■ YOUR INSTRUCTIONS
Reproduce the listing from the line containing "One point belongs to each instance of the pink" through the line containing "[[207, 14]]", both included, and nothing else. Multiply each coordinate in the answer point lists by 0.45 and round to whole numbers, halves up; leave the sample coordinates and all other text as they are.
·····
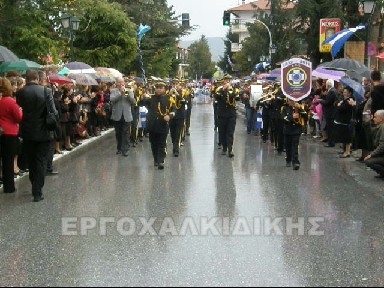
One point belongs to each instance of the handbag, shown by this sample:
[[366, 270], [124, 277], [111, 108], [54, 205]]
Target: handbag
[[50, 120]]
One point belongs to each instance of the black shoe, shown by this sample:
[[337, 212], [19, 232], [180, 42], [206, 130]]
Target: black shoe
[[10, 192], [345, 156], [52, 173], [38, 198], [230, 153]]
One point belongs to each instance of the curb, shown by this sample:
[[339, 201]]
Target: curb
[[21, 180]]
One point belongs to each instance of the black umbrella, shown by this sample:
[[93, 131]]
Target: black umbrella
[[352, 68], [7, 55]]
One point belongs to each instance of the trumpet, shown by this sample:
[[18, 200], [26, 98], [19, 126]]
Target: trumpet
[[267, 98], [173, 92]]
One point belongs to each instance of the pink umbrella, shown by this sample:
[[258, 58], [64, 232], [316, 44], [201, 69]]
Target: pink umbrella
[[60, 80], [263, 76]]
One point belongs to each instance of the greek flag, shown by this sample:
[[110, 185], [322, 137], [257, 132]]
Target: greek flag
[[338, 40], [229, 61]]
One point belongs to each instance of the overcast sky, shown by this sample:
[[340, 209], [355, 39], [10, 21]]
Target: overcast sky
[[207, 14]]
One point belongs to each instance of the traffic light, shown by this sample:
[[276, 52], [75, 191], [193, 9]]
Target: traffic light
[[185, 20], [227, 18]]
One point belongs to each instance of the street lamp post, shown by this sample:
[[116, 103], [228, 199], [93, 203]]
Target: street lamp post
[[369, 7], [72, 23]]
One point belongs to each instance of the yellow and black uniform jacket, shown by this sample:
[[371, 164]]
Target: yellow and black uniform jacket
[[293, 126], [226, 101], [179, 100], [160, 106]]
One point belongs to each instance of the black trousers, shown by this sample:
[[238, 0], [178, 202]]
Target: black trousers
[[280, 135], [176, 127], [273, 123], [122, 135], [188, 118], [376, 164], [37, 154], [135, 125], [215, 116], [292, 146], [8, 152], [158, 145], [266, 123], [51, 153], [227, 128], [331, 131]]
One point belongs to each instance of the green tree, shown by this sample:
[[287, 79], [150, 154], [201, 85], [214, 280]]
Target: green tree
[[28, 27], [107, 37], [223, 63], [200, 59], [159, 45]]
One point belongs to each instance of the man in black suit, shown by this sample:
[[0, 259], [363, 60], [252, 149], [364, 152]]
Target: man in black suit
[[36, 136], [52, 143], [330, 111]]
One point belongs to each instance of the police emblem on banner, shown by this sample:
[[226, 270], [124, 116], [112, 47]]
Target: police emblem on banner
[[296, 77]]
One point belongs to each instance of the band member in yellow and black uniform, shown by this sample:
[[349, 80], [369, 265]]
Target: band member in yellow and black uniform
[[214, 87], [293, 115], [227, 96], [176, 125], [161, 111], [277, 105], [189, 101], [266, 104]]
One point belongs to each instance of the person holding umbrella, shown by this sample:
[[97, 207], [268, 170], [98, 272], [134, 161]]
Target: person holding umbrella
[[343, 126], [122, 99]]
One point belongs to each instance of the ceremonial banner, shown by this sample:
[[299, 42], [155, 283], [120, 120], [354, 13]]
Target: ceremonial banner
[[328, 28], [296, 77]]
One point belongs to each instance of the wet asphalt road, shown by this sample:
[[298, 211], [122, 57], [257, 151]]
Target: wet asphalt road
[[247, 195]]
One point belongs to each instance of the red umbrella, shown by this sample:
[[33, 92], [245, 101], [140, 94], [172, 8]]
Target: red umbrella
[[60, 80]]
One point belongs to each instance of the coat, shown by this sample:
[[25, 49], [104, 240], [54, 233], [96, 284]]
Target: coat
[[122, 105], [32, 100]]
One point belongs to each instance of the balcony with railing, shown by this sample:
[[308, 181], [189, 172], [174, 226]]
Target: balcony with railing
[[239, 27], [236, 47]]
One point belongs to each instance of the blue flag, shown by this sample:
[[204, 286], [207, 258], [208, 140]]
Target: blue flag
[[338, 40], [142, 30]]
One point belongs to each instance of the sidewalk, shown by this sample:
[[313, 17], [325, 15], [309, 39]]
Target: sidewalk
[[67, 154]]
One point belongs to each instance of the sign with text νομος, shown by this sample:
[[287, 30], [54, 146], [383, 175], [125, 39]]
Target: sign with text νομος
[[296, 78]]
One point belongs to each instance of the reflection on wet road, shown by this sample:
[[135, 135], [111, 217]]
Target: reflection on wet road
[[207, 220]]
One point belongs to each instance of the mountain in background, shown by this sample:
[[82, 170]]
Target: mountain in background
[[216, 46]]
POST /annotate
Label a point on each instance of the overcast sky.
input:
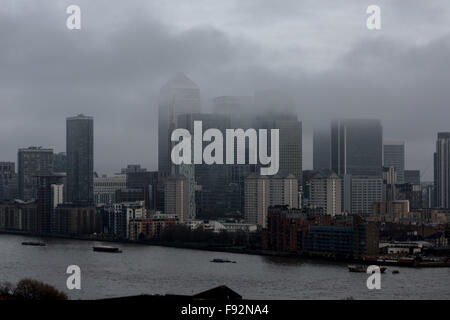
·····
■ THE RESPONSE
One point belongs to each instance of the pink umbrella, shown by this sample:
[[258, 58], [64, 232], [316, 44], [201, 69]]
Target: pink umbrella
[[27, 36], [118, 34]]
One point belongs to each instance of the greek flag, shown by this sample:
[[110, 185], [322, 137], [257, 132]]
Target: greek flag
[[152, 18], [103, 27]]
One point belongs to each instance of the overcast sky, shown by this sample:
[[340, 209], [355, 39], [10, 21]]
Target: overcast sky
[[93, 6]]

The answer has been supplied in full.